═════ MATERIAL PROVIDED ═════

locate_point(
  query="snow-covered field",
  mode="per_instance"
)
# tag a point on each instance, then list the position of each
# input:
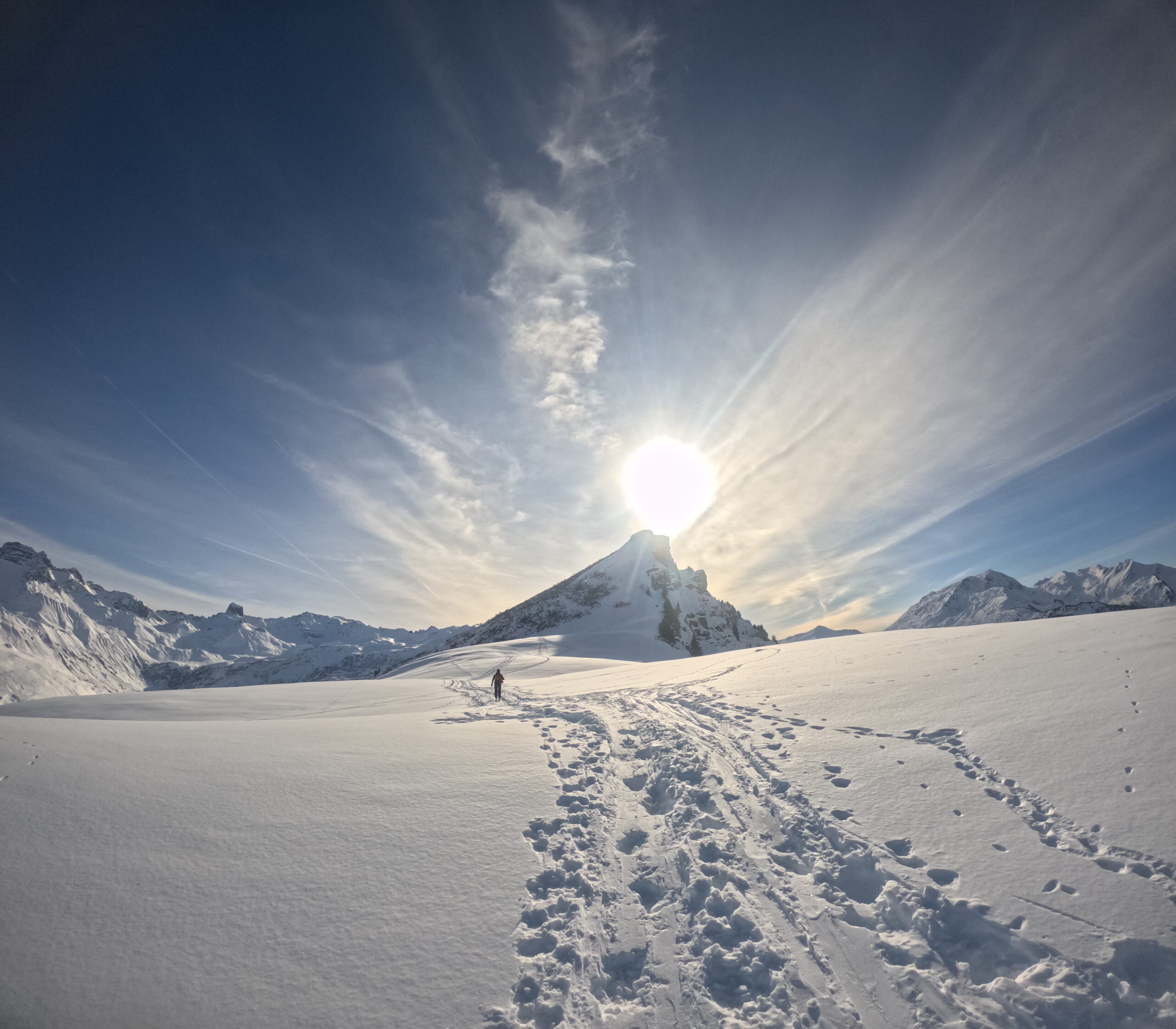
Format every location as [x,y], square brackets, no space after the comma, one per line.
[953,827]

═════

▶ [WHAT TO WORK ON]: Lay out every line of the data above as a Markdown table with the columns "Row" and "Line", one row per line and no rows for blank lines. Leave the pictures out of the table.

▶ [ANSWER BELOW]:
| Row | Line |
|---|---|
| 1 | locate_point( |
| 2 |   query="snow-covered field", |
| 3 |   mode="per_instance" |
| 4 | ) |
| 5 | # tag a point on each instance, then list the position of each |
| 6 | # input: |
| 7 | Format every location as [x,y], square brackets, no space after the comma, one per line. |
| 8 | [953,827] |